Stated goal – Output the records. Match them exactly.

+++ Supplied entries +++

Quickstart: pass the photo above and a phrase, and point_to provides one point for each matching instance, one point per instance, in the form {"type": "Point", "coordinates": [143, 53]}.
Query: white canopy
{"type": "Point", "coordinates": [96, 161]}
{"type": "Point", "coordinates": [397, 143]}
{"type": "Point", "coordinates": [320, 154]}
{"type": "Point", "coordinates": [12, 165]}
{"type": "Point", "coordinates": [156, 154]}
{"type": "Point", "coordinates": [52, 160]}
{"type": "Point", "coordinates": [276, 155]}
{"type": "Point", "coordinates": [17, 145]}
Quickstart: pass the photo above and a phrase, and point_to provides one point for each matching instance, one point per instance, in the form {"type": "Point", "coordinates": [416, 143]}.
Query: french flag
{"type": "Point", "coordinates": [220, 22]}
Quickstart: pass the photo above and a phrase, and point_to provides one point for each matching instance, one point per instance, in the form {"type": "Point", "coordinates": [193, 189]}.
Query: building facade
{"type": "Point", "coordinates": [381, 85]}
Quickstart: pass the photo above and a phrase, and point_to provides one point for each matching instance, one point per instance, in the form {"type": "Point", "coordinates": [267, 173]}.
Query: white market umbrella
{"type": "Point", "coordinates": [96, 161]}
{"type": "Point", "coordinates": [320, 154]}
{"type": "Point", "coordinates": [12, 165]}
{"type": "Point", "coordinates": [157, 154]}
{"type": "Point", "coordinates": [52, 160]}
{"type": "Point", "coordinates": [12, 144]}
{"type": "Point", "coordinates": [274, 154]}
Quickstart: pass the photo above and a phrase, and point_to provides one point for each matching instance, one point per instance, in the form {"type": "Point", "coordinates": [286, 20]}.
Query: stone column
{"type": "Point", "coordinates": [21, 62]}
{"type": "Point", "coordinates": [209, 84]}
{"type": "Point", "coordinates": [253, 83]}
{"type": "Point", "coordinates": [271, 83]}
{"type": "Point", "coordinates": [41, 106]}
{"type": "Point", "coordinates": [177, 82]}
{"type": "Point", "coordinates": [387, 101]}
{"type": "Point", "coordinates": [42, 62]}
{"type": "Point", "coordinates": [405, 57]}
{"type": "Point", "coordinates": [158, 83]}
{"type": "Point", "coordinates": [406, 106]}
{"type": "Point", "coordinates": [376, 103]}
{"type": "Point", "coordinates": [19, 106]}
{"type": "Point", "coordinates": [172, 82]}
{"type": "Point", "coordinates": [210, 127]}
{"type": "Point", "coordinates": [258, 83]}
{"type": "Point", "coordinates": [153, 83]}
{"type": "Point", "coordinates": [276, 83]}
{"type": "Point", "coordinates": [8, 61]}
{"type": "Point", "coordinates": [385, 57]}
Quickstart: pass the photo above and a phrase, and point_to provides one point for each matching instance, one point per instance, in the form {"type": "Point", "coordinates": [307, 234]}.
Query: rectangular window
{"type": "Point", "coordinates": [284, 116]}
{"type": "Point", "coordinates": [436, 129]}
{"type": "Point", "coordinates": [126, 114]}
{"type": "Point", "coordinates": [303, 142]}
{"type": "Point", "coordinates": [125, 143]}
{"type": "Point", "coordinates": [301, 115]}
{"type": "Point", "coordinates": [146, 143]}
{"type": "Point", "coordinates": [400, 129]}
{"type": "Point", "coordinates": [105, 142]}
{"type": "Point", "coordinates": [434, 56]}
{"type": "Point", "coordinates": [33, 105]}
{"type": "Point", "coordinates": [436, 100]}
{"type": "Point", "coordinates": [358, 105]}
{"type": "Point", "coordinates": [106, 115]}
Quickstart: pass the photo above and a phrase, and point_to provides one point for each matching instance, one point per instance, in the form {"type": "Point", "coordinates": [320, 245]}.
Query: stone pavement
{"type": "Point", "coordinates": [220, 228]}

+++

Solution –
Quickstart: pass the photo above and a phrase, and point_to provides one point for each matching instance, one point per instance, in the form {"type": "Point", "coordinates": [143, 53]}.
Query: white canopy
{"type": "Point", "coordinates": [96, 161]}
{"type": "Point", "coordinates": [397, 143]}
{"type": "Point", "coordinates": [320, 154]}
{"type": "Point", "coordinates": [12, 165]}
{"type": "Point", "coordinates": [156, 154]}
{"type": "Point", "coordinates": [52, 160]}
{"type": "Point", "coordinates": [276, 155]}
{"type": "Point", "coordinates": [17, 145]}
Quickstart: pass the photo above and a phrase, and point_to provides one point for each matching instance, one point per instance, in the form {"type": "Point", "coordinates": [416, 143]}.
Query: french flag
{"type": "Point", "coordinates": [220, 22]}
Quickstart: pass the photo above and a phrase, and point_to provides one point for each matching instance, one point per instance, in the form {"type": "Point", "coordinates": [193, 189]}.
Query: building facade
{"type": "Point", "coordinates": [381, 85]}
Quickstart: pass the photo above and a phrase, and point_to provides one point for each matching instance, one point per instance, in the form {"type": "Point", "coordinates": [267, 173]}.
Query: white market umbrella
{"type": "Point", "coordinates": [96, 161]}
{"type": "Point", "coordinates": [320, 154]}
{"type": "Point", "coordinates": [12, 165]}
{"type": "Point", "coordinates": [157, 154]}
{"type": "Point", "coordinates": [52, 160]}
{"type": "Point", "coordinates": [12, 144]}
{"type": "Point", "coordinates": [274, 154]}
Quickstart: pass the photo above and a phrase, and point_to provides one point for each matching instance, one point per instance, in the form {"type": "Point", "coordinates": [286, 20]}.
Query: stone column
{"type": "Point", "coordinates": [21, 62]}
{"type": "Point", "coordinates": [209, 84]}
{"type": "Point", "coordinates": [253, 83]}
{"type": "Point", "coordinates": [271, 83]}
{"type": "Point", "coordinates": [41, 106]}
{"type": "Point", "coordinates": [177, 82]}
{"type": "Point", "coordinates": [387, 101]}
{"type": "Point", "coordinates": [42, 62]}
{"type": "Point", "coordinates": [405, 57]}
{"type": "Point", "coordinates": [158, 83]}
{"type": "Point", "coordinates": [406, 106]}
{"type": "Point", "coordinates": [376, 103]}
{"type": "Point", "coordinates": [19, 106]}
{"type": "Point", "coordinates": [172, 82]}
{"type": "Point", "coordinates": [210, 127]}
{"type": "Point", "coordinates": [258, 83]}
{"type": "Point", "coordinates": [153, 83]}
{"type": "Point", "coordinates": [276, 83]}
{"type": "Point", "coordinates": [8, 61]}
{"type": "Point", "coordinates": [385, 57]}
Quickstart: pass the photo above and a phrase, and point_to provides one point for each matching instance, one point per instance, in the form {"type": "Point", "coordinates": [307, 234]}.
Query: rectangular window
{"type": "Point", "coordinates": [284, 116]}
{"type": "Point", "coordinates": [436, 129]}
{"type": "Point", "coordinates": [126, 114]}
{"type": "Point", "coordinates": [303, 142]}
{"type": "Point", "coordinates": [125, 143]}
{"type": "Point", "coordinates": [301, 115]}
{"type": "Point", "coordinates": [146, 143]}
{"type": "Point", "coordinates": [400, 129]}
{"type": "Point", "coordinates": [105, 142]}
{"type": "Point", "coordinates": [434, 56]}
{"type": "Point", "coordinates": [33, 105]}
{"type": "Point", "coordinates": [436, 100]}
{"type": "Point", "coordinates": [358, 105]}
{"type": "Point", "coordinates": [106, 115]}
Quickstart: pass the photo above and a phrase, and point_to provides one point for each matching instance, one point per instance, in the form {"type": "Point", "coordinates": [320, 245]}.
Query: stone pavement
{"type": "Point", "coordinates": [220, 228]}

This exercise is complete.